*STORED ROWS*.
•••
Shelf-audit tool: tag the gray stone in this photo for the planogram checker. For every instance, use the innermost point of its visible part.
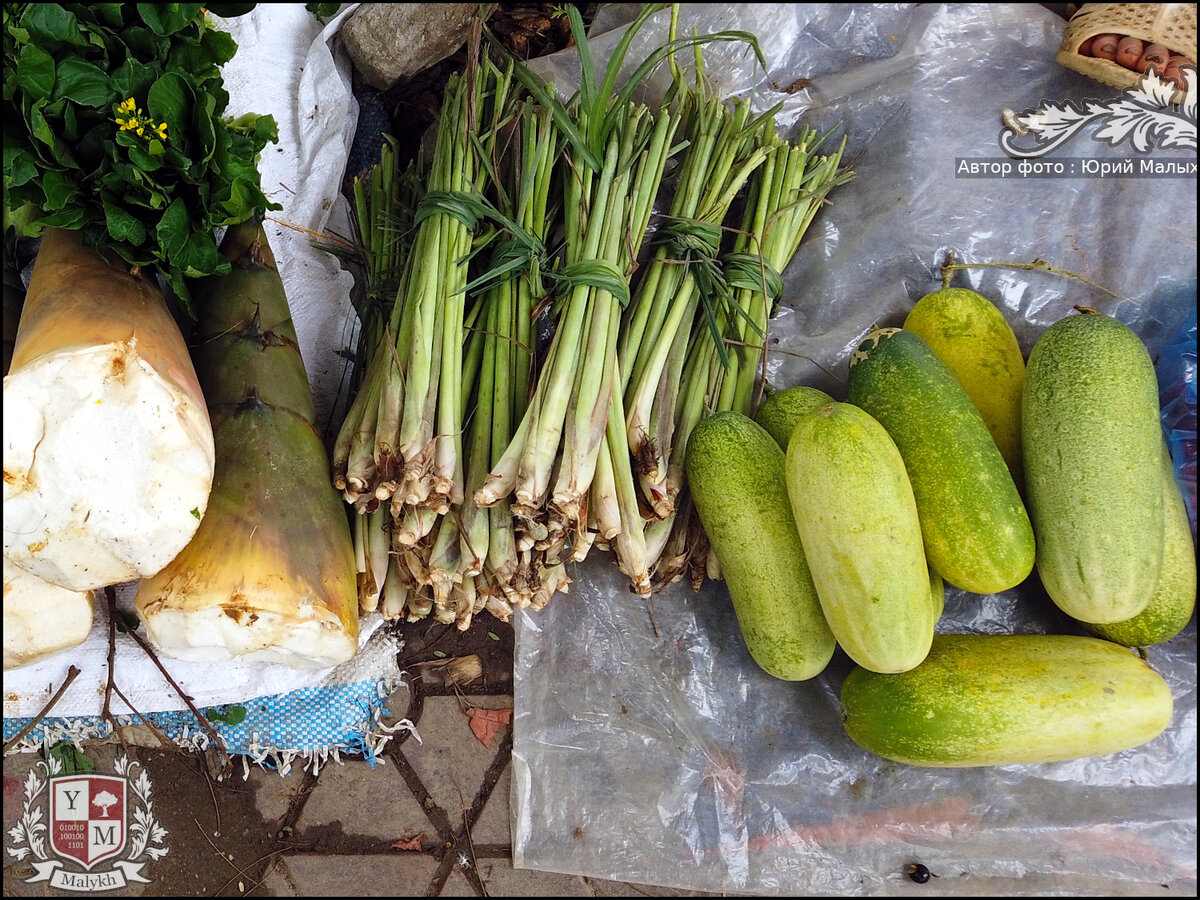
(391, 42)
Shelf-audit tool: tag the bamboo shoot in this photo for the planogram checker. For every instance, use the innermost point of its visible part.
(108, 454)
(41, 619)
(270, 574)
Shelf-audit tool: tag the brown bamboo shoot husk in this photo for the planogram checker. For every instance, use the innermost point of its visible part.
(270, 575)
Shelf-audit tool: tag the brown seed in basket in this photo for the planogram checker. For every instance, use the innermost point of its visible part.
(1156, 55)
(1174, 72)
(1129, 51)
(1105, 46)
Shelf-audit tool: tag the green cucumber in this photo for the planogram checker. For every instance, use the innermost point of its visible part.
(858, 525)
(735, 472)
(1175, 598)
(977, 532)
(995, 700)
(1093, 445)
(976, 342)
(780, 411)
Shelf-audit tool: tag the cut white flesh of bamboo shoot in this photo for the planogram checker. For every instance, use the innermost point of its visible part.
(213, 635)
(41, 619)
(107, 466)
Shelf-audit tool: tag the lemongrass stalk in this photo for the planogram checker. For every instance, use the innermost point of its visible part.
(413, 522)
(475, 520)
(394, 597)
(629, 543)
(553, 390)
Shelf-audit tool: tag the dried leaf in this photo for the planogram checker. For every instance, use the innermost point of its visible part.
(486, 724)
(456, 670)
(409, 843)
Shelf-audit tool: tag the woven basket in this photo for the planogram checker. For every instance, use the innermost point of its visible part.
(1170, 24)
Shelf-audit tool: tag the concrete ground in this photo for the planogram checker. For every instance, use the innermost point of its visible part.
(430, 819)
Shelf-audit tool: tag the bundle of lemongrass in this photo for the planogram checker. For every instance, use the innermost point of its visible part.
(480, 465)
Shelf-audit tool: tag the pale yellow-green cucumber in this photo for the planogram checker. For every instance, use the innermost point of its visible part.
(977, 532)
(995, 700)
(857, 519)
(1093, 447)
(780, 409)
(973, 339)
(736, 475)
(1175, 598)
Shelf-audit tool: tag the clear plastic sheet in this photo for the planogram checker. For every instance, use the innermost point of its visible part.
(647, 744)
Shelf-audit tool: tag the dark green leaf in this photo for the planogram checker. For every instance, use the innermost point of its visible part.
(229, 11)
(147, 160)
(35, 72)
(227, 714)
(219, 46)
(52, 25)
(72, 759)
(168, 101)
(71, 217)
(18, 168)
(132, 78)
(109, 15)
(59, 190)
(173, 228)
(121, 223)
(198, 256)
(168, 18)
(37, 125)
(81, 82)
(204, 127)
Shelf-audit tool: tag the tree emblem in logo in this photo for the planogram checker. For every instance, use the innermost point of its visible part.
(72, 825)
(1147, 114)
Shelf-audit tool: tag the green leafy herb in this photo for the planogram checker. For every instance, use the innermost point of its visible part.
(322, 11)
(73, 759)
(227, 714)
(114, 126)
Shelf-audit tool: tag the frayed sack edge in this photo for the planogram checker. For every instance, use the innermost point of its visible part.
(367, 743)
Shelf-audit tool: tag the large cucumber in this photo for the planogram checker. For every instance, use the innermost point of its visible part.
(976, 342)
(736, 475)
(1093, 447)
(1175, 598)
(977, 532)
(858, 523)
(780, 411)
(994, 700)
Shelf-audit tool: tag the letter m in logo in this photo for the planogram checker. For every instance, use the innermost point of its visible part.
(88, 817)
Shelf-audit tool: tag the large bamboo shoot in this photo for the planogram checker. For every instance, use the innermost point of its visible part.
(108, 451)
(270, 574)
(41, 619)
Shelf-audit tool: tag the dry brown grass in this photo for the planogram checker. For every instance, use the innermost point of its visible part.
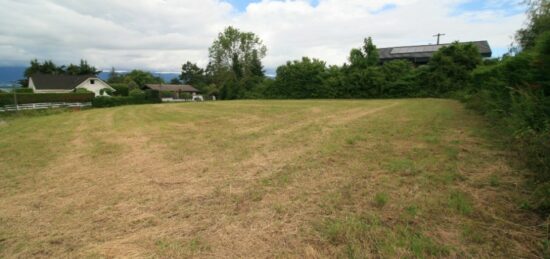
(395, 178)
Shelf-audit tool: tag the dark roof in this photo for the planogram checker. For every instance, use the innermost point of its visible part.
(57, 82)
(426, 51)
(172, 88)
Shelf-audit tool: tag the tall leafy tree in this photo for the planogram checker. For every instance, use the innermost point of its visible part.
(301, 79)
(371, 52)
(83, 69)
(192, 74)
(114, 77)
(538, 23)
(235, 58)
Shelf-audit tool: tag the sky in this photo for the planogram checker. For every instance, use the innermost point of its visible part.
(161, 35)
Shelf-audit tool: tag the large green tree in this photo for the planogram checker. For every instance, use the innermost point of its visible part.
(235, 62)
(83, 69)
(301, 79)
(192, 74)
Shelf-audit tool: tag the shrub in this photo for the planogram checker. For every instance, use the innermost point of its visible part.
(7, 99)
(120, 89)
(106, 91)
(136, 97)
(136, 93)
(82, 91)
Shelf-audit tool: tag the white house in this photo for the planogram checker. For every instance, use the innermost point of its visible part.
(41, 83)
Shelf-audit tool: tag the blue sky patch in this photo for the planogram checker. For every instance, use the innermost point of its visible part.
(241, 5)
(508, 7)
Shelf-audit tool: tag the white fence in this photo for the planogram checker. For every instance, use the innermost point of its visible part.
(38, 106)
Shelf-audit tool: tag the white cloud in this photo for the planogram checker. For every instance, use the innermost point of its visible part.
(162, 34)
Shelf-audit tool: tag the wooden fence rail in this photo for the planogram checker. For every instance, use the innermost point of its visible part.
(38, 106)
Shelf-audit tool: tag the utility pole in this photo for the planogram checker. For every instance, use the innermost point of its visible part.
(438, 35)
(14, 90)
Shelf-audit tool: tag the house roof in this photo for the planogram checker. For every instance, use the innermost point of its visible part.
(58, 82)
(426, 51)
(172, 88)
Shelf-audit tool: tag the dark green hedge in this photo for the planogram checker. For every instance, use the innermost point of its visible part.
(23, 98)
(145, 97)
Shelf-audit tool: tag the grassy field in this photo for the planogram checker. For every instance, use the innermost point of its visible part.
(389, 178)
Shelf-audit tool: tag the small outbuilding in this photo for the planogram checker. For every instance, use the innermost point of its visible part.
(42, 83)
(421, 54)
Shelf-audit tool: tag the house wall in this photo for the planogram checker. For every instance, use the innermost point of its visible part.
(96, 87)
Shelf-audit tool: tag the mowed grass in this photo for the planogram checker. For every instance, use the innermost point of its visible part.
(387, 178)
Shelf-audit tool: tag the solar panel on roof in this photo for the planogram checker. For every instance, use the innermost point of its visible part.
(416, 49)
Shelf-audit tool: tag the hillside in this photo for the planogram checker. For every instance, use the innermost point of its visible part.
(385, 178)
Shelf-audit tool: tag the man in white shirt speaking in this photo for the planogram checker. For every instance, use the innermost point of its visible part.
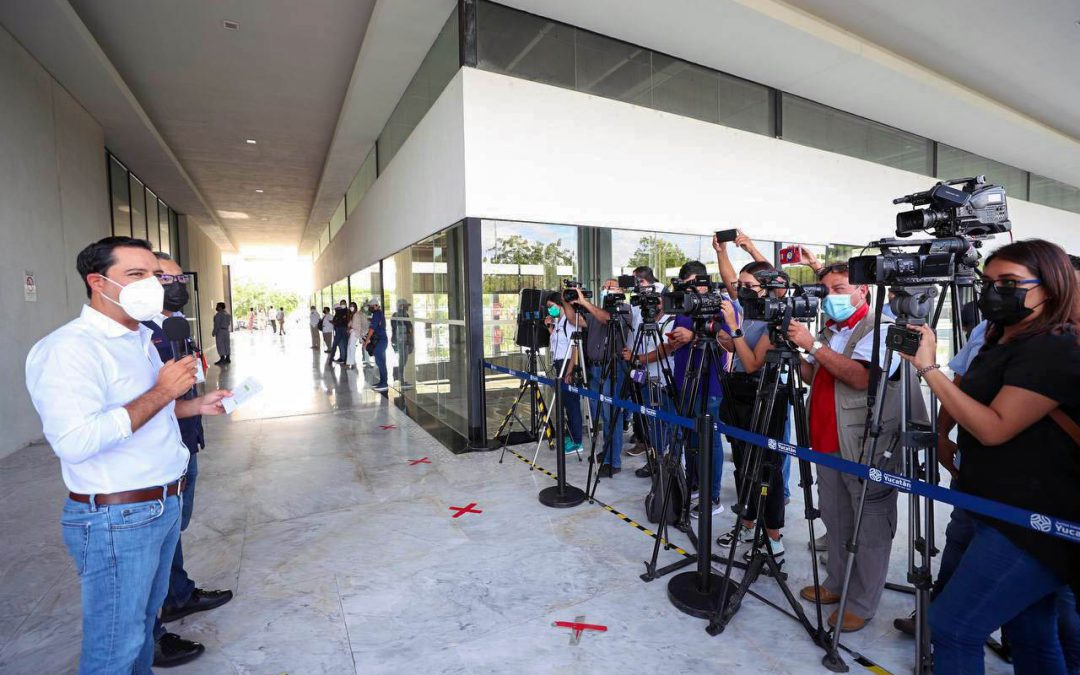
(109, 407)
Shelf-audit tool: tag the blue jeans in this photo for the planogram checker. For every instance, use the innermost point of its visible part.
(714, 409)
(340, 342)
(122, 554)
(1068, 630)
(571, 405)
(997, 584)
(380, 360)
(180, 584)
(612, 428)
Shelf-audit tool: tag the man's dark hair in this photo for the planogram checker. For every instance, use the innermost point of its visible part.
(645, 272)
(99, 256)
(833, 268)
(692, 268)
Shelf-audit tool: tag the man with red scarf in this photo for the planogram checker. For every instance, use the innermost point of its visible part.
(838, 368)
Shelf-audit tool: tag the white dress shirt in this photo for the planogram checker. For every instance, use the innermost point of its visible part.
(80, 376)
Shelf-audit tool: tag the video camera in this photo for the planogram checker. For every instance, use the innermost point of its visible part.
(959, 219)
(686, 297)
(570, 288)
(799, 302)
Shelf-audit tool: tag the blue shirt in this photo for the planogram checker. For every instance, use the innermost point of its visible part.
(379, 325)
(963, 358)
(682, 358)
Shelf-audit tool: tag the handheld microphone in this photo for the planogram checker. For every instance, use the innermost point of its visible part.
(178, 334)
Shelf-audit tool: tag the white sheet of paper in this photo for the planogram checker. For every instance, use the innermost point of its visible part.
(245, 390)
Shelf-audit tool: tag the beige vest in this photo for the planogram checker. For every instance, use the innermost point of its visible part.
(851, 404)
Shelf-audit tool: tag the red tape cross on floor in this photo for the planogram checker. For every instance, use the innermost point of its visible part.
(463, 510)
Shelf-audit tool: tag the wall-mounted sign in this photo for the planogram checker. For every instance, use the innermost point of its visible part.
(29, 286)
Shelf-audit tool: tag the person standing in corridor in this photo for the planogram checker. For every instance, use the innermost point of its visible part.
(223, 324)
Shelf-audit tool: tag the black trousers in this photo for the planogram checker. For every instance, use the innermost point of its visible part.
(743, 388)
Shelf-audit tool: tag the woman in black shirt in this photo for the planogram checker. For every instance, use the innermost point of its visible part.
(1014, 451)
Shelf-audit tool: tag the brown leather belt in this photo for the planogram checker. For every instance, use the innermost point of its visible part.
(131, 497)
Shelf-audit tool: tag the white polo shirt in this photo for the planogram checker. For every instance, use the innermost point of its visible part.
(80, 376)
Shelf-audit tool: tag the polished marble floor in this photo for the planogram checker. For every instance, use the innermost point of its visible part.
(345, 556)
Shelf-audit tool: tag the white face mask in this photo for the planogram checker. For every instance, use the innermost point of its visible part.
(142, 299)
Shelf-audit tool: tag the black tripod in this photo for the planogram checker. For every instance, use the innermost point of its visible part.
(608, 381)
(916, 437)
(538, 407)
(698, 592)
(781, 382)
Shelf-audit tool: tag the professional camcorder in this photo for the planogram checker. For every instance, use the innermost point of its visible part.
(570, 288)
(800, 301)
(689, 299)
(959, 219)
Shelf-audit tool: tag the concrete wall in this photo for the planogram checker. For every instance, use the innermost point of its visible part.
(53, 202)
(201, 255)
(549, 154)
(420, 192)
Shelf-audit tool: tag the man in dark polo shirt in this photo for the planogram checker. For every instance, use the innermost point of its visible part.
(184, 598)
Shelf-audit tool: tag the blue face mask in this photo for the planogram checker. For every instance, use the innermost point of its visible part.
(838, 307)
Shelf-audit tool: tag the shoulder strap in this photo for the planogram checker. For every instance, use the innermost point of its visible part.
(1066, 423)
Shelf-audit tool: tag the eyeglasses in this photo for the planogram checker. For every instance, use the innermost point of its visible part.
(169, 279)
(1008, 284)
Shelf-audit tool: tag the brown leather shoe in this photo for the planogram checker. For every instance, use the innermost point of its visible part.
(827, 597)
(851, 622)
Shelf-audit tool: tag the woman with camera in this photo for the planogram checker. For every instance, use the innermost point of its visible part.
(1017, 408)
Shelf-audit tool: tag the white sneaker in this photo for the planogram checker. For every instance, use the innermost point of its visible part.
(745, 536)
(775, 545)
(717, 509)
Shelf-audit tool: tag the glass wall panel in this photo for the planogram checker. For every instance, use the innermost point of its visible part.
(365, 284)
(813, 124)
(436, 70)
(515, 256)
(164, 241)
(424, 304)
(152, 227)
(137, 191)
(121, 204)
(337, 219)
(364, 179)
(956, 163)
(1054, 193)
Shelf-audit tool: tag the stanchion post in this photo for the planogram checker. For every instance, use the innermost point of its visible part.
(561, 495)
(698, 593)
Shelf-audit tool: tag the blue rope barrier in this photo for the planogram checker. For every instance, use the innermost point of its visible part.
(1050, 525)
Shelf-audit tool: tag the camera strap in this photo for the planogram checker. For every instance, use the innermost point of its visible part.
(1066, 423)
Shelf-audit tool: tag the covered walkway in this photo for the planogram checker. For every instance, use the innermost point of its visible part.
(345, 555)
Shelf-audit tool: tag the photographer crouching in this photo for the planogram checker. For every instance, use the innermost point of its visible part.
(1017, 407)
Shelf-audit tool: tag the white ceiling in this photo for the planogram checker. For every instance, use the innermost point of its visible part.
(314, 82)
(1024, 54)
(280, 80)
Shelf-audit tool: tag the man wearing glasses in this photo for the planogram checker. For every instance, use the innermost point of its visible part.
(184, 598)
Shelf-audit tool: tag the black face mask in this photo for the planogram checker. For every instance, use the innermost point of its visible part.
(1004, 307)
(176, 297)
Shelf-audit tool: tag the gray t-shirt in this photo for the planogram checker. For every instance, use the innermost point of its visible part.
(753, 332)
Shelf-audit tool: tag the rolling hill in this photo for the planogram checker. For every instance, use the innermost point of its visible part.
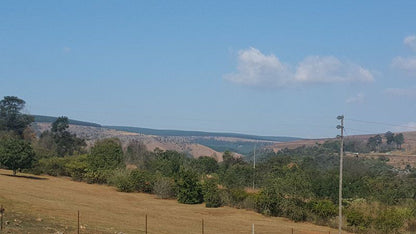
(195, 143)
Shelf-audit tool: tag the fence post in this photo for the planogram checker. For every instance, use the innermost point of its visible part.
(145, 225)
(78, 223)
(1, 221)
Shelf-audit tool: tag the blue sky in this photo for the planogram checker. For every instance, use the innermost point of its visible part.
(258, 67)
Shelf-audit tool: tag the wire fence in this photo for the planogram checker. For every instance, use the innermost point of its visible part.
(80, 227)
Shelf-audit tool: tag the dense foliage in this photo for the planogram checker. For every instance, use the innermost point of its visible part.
(300, 184)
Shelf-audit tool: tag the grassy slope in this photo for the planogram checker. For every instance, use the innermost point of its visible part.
(104, 210)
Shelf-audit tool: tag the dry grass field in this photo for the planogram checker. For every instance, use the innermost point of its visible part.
(44, 204)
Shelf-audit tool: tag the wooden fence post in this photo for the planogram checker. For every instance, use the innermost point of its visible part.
(1, 221)
(145, 225)
(78, 223)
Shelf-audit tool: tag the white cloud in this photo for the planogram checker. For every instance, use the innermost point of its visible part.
(260, 70)
(411, 126)
(257, 69)
(328, 69)
(359, 98)
(409, 92)
(66, 49)
(405, 63)
(410, 41)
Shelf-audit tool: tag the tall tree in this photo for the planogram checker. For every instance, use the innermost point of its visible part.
(399, 139)
(15, 153)
(11, 118)
(106, 154)
(389, 137)
(374, 142)
(66, 143)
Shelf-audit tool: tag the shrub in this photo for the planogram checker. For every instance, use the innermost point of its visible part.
(189, 188)
(98, 177)
(358, 219)
(52, 166)
(390, 220)
(142, 181)
(324, 209)
(121, 180)
(77, 167)
(106, 154)
(164, 187)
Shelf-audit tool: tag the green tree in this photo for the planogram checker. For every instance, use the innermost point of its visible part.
(399, 139)
(15, 153)
(374, 142)
(106, 154)
(212, 195)
(189, 188)
(137, 153)
(11, 118)
(66, 143)
(205, 165)
(389, 137)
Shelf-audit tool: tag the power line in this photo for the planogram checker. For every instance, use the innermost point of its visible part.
(381, 123)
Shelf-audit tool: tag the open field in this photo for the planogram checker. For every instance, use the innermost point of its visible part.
(44, 204)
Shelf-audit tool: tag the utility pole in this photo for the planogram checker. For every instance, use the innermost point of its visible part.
(254, 165)
(340, 117)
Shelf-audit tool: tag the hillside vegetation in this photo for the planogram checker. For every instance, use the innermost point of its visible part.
(300, 183)
(46, 204)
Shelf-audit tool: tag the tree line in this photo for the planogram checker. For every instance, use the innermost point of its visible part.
(300, 184)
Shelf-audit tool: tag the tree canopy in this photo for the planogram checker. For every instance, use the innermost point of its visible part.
(11, 117)
(15, 153)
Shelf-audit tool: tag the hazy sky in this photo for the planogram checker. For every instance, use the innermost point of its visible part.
(258, 67)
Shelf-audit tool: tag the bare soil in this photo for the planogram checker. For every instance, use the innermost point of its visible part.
(44, 204)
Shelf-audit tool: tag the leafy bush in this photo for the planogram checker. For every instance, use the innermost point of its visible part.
(189, 188)
(164, 187)
(77, 167)
(142, 181)
(98, 177)
(324, 209)
(212, 196)
(122, 181)
(358, 219)
(390, 220)
(54, 166)
(106, 154)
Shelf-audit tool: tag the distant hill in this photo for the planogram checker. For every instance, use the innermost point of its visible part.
(50, 119)
(157, 132)
(186, 141)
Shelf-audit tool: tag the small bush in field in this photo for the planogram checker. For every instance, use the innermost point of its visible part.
(324, 209)
(142, 181)
(189, 188)
(77, 167)
(54, 166)
(212, 196)
(164, 187)
(121, 180)
(391, 220)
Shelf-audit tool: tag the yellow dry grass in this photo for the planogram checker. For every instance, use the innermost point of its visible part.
(104, 210)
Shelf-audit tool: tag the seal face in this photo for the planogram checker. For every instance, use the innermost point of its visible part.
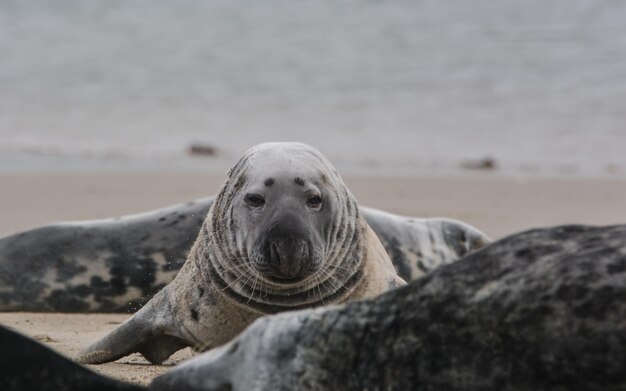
(284, 233)
(284, 230)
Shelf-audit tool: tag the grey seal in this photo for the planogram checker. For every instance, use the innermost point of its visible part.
(284, 233)
(540, 310)
(118, 264)
(27, 365)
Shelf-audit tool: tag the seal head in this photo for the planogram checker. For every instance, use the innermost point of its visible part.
(283, 233)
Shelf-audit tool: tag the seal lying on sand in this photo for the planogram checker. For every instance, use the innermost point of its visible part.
(540, 310)
(117, 265)
(284, 233)
(26, 365)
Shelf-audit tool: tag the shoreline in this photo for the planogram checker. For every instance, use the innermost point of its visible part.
(497, 205)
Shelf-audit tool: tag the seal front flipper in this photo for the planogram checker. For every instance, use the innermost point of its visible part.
(149, 332)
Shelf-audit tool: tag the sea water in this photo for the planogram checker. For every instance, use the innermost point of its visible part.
(379, 86)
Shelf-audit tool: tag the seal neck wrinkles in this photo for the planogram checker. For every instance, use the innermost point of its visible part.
(229, 268)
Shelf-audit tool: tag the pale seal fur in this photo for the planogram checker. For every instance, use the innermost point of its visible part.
•••
*GIVEN EXERCISE*. Copy out, word for word, the stretch of the records from the line containing "Shelf-audit tool: tag the sea water" through the end of the records, both ends included.

*RESULT OF THE TASK*.
Shelf-audit tool: tag the sea water in this photo for the planogram checker. For every instance, use the innermost point of its visible part.
(379, 86)
Shelf-audit tool: tag the seal neck wrinkles in this photo for the planogram checker. For every instance, use the innermost point of its visible part.
(229, 268)
Shelf-audit tool: tag the pale seal fur in this photo for the planogram checker. For every instance, use the innermost point of its visible part.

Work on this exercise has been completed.